WHAT TO DO: Turn every line of the entries below into a JSON list of strings, one string per line, leaving out any blank lines.

INFORMATION PROVIDED:
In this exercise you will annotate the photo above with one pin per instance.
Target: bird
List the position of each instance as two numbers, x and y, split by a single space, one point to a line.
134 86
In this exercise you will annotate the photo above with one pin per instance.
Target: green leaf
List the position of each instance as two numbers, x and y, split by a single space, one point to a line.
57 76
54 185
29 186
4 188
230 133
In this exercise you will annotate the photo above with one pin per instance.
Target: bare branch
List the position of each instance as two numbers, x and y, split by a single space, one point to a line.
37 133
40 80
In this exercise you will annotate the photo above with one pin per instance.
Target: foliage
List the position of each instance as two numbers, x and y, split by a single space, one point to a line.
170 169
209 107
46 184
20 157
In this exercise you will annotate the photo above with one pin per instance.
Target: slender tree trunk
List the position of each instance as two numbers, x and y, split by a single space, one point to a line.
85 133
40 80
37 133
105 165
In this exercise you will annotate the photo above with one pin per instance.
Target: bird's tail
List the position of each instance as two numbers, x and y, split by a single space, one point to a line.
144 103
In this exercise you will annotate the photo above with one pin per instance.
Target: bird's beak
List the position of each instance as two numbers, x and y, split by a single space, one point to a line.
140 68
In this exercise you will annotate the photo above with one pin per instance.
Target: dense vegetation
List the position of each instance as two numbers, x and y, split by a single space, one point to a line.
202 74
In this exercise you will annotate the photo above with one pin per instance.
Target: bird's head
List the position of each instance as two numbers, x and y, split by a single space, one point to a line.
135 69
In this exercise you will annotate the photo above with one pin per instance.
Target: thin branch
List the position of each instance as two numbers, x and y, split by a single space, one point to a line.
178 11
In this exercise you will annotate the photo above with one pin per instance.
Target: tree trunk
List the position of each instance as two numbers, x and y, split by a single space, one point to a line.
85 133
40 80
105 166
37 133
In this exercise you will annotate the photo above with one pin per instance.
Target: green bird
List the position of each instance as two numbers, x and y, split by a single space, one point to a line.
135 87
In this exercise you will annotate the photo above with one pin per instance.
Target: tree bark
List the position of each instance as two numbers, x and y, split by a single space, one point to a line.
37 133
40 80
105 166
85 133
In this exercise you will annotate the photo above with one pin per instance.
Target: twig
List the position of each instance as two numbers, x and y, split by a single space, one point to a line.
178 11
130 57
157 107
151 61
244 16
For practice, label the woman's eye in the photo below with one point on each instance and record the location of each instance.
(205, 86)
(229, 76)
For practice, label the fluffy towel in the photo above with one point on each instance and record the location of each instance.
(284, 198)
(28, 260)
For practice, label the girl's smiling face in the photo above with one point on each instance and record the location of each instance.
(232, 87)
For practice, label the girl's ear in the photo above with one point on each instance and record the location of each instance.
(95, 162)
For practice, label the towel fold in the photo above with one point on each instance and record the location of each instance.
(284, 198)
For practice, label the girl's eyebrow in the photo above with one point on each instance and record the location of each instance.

TASK RESULT:
[
  "In this exercise you will annotate the photo above with one pin per instance.",
  "Target: bird",
  "List the position of each instance as two numbers, x and y, split by a single space, one point to a line.",
  "134 86",
  "In this exercise you will annotate the photo above with one pin per instance.",
  "Target: green leaf",
  "List the position of each instance as two numbers, x and y, split by a single space, one point to a line.",
  "57 76",
  "54 185",
  "29 186",
  "4 188",
  "230 133",
  "In this exercise you will annotate the photo above with one pin per instance.",
  "Target: bare branch",
  "List the position of each instance as two numbers, x and y, split by a single space, one point to a line.",
  "37 133",
  "40 80",
  "In this exercise you will annotate the photo above with one pin per instance.",
  "Target: foliage",
  "List the position of each instance as two numbers, x and y, split by a single space, one point to a line.",
  "170 169",
  "209 107",
  "46 184",
  "20 157",
  "In this exercise you will annotate the photo above with one pin per instance.",
  "Target: slender tree trunk",
  "List the position of each instance as two numbers, x and y, split by a single space, one point to a line.",
  "85 133",
  "40 80",
  "37 133",
  "105 165",
  "In this exercise you will annotate the photo above with one pin per instance.",
  "Target: bird's tail",
  "List the position of each instance as two numbers, x and y, split by a single space, one point to a line.",
  "144 103",
  "In this exercise you will annotate the photo above with one pin per instance.",
  "Target: bird's beak",
  "List the position of each instance as two numbers, x and y, split by a single space, one point to a line.",
  "140 68",
  "In this exercise you will annotate the photo above with one pin per instance.",
  "Target: dense vegetation",
  "List the position of each instance as two numbers, x and y, split by a single space, one point to a line.",
  "202 74",
  "In this exercise you will annotate the photo above with one pin per instance.",
  "Target: bird's head",
  "List the position of each instance as two numbers, x and y, split by a single space, one point to a line.",
  "135 69",
  "In this exercise you will annotate the photo above with one pin per instance.",
  "Target: thin branch",
  "List the position of each instance as two numbers, x and y, split by a single space, one point to a line.",
  "178 11",
  "In this exercise you will annotate the photo above with one pin per instance.",
  "Target: tree trunk",
  "List the position of each instance as two numbers, x and y, split by a single space, one point to a line.",
  "85 133",
  "40 80",
  "105 166",
  "37 133",
  "In this exercise you will annotate the photo above with one pin per instance.",
  "Target: green bird",
  "List the position of each instance as two numbers, x and y, split by a single space, one point to a line.",
  "135 87",
  "In this exercise you will annotate the photo above with one pin per instance.",
  "Target: tree bark",
  "List the position of each instance as two numbers, x and y, split by a single space, one point to a line.",
  "37 133",
  "40 80",
  "105 166",
  "85 133",
  "In this exercise you will annotate the photo above with one pin per instance.",
  "Target: twig",
  "List the position of each instance as two numbers, x and y, split by a single space, one point to a line.",
  "178 11",
  "130 57",
  "157 107",
  "151 61",
  "244 16",
  "For practice, label the woman's eye in the photo below with one point on each instance and record the location of each instance.",
  "(205, 86)",
  "(229, 76)",
  "For practice, label the fluffy towel in the photo above with one point on each instance and record the location of each instance.",
  "(284, 198)",
  "(28, 260)",
  "For practice, label the girl's smiling face in the photo above with one point on each instance and record the location of each instance.",
  "(232, 87)",
  "For practice, label the girl's ear in the photo above with one point on each instance and record the location of each instance.",
  "(95, 162)",
  "For practice, label the towel fold in the photo above with one point on each instance and record the location of each instance.",
  "(284, 198)",
  "For practice, label the girl's eyebrow in the photo above with one point on each instance and record the location of each instance."
]